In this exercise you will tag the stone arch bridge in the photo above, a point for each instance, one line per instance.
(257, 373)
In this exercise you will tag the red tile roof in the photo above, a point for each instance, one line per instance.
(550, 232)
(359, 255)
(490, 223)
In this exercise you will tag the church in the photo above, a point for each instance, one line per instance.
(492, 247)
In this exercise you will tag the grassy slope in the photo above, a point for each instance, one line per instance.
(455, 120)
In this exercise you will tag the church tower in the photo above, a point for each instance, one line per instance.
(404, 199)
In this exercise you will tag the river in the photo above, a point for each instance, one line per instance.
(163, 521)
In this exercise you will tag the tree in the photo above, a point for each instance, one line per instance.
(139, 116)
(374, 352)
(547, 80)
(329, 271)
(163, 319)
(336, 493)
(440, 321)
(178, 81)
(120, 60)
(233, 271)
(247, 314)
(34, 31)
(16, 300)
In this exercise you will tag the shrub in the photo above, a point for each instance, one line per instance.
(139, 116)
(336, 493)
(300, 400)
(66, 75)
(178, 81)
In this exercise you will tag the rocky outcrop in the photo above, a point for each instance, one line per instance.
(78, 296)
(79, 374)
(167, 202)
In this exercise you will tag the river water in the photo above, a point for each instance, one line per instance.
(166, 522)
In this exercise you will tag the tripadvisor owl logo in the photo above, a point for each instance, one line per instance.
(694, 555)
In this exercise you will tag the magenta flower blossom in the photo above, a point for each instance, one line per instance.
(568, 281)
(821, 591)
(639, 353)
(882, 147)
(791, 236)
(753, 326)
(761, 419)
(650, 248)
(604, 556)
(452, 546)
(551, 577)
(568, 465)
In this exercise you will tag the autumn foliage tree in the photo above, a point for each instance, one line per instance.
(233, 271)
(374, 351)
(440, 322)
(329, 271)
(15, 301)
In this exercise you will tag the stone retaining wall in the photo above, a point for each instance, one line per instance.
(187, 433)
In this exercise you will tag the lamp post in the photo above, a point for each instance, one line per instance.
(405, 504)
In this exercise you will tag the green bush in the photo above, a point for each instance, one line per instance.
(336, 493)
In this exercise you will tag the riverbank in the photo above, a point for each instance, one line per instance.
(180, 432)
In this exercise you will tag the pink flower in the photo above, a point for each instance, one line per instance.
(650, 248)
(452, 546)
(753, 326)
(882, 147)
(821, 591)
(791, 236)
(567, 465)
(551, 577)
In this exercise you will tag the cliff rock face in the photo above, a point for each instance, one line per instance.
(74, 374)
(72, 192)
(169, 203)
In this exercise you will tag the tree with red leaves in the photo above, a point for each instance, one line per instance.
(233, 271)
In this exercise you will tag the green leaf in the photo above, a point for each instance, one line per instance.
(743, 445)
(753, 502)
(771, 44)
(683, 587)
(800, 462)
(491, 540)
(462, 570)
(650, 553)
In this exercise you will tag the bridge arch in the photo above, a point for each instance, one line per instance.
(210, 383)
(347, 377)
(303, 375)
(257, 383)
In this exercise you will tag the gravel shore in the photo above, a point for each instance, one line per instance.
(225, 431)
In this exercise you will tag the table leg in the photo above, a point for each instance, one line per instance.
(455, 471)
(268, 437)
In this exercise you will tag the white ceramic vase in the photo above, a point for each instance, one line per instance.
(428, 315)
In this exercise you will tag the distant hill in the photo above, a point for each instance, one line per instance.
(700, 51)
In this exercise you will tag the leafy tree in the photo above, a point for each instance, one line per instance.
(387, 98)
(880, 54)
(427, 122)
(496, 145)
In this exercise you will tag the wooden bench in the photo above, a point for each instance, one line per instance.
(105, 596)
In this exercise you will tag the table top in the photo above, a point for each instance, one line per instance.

================

● **EXERCISE**: Only the lines from the one with "In this exercise you will tag the green leaf" through the end of the listing should be output, exactly as they appear.

● **ANSWER TO THIS TASK**:
In this exercise you will tag the green leaf in the photo above, a point for each instance, one line per instance.
(743, 445)
(753, 502)
(771, 44)
(683, 587)
(800, 462)
(491, 540)
(462, 570)
(650, 553)
In this exercise you will tag the bridge arch in the photo above, a point for each instance, one line per instance.
(210, 383)
(347, 377)
(303, 375)
(257, 383)
In this exercise you will tag the gravel shore in the photo above, a point for each instance, one line per instance.
(225, 431)
In this exercise you will tag the table leg in the photo above, a point for each instance, one line per instance.
(455, 471)
(268, 437)
In this exercise you will tag the white ceramic vase in the photo above, a point for each instance, one line per instance.
(428, 315)
In this exercise you will tag the distant hill in the photo above, a point for each instance, one line per instance.
(700, 51)
In this exercise you will tag the leafy tree in the photo above, a point for each instance, one line per instance.
(387, 98)
(880, 54)
(427, 122)
(496, 145)
In this exercise you will tag the wooden bench in the photo above, a point for each instance, one line per instance.
(105, 596)
In this exercise you will tag the table top in the photo above, a point for each instance, one line per instance.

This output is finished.